WORK REQUIRED — Only the lines with the string "branch" are needed; return each of them from the entries below.

Stored items —
━━━━━━

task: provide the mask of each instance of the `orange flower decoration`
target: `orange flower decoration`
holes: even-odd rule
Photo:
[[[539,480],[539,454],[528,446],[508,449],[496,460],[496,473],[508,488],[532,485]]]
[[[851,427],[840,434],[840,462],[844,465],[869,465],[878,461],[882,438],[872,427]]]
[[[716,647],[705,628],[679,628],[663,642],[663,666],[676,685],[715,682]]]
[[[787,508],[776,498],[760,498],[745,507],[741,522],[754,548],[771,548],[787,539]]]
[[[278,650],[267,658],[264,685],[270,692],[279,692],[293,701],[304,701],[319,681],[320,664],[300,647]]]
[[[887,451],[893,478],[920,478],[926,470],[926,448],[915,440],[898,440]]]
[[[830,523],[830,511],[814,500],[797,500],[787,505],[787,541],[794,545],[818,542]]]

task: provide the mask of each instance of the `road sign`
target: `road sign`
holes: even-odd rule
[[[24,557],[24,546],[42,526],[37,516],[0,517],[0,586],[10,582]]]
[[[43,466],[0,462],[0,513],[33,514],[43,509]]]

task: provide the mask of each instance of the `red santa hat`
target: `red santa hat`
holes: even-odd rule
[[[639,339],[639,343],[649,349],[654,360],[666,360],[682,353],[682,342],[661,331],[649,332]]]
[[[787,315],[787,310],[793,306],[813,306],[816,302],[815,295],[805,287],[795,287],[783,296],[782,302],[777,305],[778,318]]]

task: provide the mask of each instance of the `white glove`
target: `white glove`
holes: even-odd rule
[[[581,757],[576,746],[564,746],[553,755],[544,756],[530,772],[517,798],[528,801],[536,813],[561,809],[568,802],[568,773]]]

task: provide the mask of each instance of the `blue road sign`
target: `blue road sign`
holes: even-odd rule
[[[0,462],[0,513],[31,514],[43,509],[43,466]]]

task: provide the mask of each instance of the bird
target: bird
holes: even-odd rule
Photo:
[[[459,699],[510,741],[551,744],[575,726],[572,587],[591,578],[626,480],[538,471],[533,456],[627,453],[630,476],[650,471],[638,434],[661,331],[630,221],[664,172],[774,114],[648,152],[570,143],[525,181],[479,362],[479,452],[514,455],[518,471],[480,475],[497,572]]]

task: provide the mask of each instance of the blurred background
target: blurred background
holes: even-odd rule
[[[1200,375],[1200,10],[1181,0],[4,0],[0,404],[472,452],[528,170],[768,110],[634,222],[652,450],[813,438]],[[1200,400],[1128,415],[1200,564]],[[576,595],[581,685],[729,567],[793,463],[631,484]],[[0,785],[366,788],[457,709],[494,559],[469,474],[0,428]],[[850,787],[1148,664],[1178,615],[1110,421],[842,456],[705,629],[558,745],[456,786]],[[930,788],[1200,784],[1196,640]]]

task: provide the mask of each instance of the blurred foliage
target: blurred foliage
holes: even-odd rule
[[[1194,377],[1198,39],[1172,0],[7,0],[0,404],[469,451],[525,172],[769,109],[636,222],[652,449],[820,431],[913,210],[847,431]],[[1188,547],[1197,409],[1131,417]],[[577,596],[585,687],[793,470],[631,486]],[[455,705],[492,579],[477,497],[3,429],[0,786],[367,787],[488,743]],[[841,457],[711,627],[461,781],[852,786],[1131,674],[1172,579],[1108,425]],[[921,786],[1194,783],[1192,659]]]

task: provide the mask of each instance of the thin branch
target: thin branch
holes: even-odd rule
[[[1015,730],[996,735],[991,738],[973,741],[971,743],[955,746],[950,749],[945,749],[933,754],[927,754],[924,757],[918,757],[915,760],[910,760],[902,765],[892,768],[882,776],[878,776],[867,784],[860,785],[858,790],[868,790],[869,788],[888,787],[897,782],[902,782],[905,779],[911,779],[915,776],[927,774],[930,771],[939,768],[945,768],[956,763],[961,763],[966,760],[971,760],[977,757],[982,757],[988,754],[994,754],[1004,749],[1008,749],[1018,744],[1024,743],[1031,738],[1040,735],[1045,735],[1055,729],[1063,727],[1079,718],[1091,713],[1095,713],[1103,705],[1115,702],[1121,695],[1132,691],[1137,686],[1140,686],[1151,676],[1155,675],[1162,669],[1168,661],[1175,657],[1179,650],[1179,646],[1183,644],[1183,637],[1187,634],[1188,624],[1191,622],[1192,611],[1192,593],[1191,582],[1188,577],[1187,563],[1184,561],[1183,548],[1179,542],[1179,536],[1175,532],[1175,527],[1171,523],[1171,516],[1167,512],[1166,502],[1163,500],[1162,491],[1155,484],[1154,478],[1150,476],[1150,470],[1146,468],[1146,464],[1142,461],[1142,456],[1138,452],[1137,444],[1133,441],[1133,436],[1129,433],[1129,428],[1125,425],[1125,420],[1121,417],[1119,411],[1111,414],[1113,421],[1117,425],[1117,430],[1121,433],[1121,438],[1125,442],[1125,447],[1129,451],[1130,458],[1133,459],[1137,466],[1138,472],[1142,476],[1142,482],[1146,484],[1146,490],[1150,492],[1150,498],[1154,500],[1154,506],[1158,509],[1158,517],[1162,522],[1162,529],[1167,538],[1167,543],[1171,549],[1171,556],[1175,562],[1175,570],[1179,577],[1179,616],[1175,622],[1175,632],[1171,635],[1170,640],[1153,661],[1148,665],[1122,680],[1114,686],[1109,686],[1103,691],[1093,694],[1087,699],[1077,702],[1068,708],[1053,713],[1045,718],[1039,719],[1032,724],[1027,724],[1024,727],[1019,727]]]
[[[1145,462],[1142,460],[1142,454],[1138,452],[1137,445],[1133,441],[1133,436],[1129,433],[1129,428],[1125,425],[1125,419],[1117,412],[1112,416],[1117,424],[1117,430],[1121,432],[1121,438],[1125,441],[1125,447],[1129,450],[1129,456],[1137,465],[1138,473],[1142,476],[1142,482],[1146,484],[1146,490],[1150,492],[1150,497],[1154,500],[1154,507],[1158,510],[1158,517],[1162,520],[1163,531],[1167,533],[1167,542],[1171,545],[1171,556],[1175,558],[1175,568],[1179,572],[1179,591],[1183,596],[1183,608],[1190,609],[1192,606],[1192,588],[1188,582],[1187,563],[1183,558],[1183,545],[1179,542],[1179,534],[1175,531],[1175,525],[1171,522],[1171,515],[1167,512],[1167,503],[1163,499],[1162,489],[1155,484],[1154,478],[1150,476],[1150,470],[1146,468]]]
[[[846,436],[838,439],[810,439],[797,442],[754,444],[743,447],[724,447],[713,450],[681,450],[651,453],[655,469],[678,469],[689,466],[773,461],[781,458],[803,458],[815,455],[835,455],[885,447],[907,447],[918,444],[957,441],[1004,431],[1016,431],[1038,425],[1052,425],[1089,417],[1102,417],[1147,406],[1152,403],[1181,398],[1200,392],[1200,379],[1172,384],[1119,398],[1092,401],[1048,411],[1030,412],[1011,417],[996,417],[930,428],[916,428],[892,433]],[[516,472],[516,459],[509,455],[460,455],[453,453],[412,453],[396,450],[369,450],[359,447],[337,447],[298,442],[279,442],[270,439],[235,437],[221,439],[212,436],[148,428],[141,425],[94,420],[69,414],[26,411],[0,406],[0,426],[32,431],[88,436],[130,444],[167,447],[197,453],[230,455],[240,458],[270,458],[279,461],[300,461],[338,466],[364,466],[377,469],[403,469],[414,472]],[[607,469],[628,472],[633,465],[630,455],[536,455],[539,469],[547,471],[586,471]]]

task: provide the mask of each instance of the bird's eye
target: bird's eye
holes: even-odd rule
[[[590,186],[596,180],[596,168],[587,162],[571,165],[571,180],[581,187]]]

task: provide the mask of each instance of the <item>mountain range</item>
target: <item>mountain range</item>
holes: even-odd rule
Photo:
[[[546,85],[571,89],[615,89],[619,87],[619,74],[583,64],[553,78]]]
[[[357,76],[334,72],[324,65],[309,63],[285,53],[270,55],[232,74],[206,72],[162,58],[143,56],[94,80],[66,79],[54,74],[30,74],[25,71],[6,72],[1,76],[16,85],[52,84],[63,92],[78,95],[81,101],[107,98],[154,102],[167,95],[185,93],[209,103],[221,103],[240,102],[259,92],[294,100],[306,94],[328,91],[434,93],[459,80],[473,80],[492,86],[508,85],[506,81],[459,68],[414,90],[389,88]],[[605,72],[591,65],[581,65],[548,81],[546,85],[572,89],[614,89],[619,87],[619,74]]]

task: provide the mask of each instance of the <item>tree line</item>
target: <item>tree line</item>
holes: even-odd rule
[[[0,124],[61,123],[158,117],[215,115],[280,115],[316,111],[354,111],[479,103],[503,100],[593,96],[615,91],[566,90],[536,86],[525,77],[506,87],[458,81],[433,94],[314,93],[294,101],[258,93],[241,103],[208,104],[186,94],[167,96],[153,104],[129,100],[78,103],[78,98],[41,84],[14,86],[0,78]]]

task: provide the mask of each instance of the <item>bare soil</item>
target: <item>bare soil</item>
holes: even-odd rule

━━━━━━

WRITTEN ANSWER —
task: provide the mask of each instance of the thin branch
target: thin branch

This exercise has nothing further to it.